(Short exercise): Count the lines in the items below that contain the word "woman", and reply with that number only.

(Task data):
○ ○ ○

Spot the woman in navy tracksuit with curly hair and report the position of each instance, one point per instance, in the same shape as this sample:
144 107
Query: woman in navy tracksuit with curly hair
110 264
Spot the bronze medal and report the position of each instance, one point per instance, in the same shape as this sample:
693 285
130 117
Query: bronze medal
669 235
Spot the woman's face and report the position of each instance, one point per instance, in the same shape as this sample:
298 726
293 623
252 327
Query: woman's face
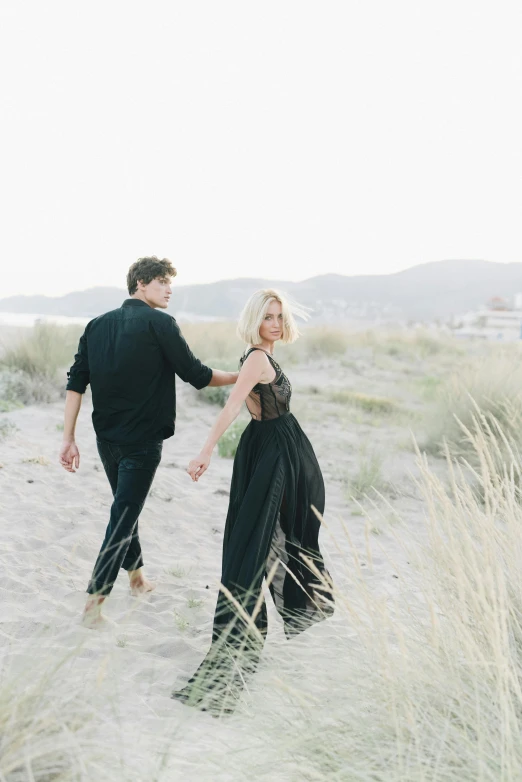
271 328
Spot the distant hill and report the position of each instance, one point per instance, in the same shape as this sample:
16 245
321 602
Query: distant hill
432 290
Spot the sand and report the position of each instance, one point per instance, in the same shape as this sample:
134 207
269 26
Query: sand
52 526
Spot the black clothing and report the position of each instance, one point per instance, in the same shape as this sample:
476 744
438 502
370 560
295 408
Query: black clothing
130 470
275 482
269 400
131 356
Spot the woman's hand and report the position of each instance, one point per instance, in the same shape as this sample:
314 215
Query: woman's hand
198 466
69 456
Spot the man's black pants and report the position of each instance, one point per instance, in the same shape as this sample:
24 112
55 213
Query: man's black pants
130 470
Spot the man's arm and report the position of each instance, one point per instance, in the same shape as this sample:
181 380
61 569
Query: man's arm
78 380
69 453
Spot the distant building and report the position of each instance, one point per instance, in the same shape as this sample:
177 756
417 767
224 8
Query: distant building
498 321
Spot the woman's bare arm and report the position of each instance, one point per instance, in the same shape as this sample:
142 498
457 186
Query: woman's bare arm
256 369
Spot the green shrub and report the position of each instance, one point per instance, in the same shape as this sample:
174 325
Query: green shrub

○ ○ ○

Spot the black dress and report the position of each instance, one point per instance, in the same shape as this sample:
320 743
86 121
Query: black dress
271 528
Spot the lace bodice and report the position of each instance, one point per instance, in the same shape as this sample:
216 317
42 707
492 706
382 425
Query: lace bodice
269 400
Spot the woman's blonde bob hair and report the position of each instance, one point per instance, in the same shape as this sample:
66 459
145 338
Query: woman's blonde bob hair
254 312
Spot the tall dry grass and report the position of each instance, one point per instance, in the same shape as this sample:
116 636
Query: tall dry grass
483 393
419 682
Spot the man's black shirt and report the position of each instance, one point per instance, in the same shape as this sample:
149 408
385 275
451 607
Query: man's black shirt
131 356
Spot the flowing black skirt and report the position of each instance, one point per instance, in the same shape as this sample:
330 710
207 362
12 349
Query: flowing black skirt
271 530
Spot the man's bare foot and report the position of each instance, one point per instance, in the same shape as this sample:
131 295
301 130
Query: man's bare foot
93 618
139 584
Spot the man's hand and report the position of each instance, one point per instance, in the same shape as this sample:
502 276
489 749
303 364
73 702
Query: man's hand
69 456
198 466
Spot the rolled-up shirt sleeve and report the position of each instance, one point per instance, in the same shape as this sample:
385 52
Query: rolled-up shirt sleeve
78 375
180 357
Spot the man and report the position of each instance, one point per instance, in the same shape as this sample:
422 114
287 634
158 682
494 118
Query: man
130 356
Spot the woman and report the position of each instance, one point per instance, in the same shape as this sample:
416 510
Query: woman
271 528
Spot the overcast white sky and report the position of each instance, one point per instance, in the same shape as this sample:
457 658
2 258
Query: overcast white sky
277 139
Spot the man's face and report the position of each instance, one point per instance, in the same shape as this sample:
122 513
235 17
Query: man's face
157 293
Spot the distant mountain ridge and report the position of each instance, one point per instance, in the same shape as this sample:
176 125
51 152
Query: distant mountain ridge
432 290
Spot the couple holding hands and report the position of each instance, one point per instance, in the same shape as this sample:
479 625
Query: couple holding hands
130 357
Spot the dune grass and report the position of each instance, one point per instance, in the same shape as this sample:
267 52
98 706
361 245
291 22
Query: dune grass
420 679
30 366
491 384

○ ○ ○

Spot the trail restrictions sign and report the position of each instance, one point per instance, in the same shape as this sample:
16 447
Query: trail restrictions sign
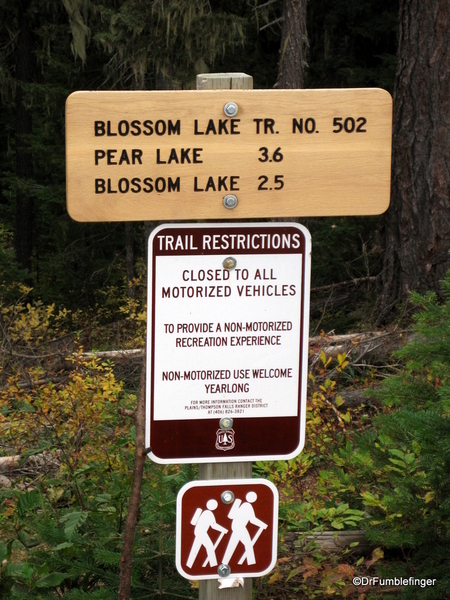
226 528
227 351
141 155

○ ○ ○

(Expected output): 12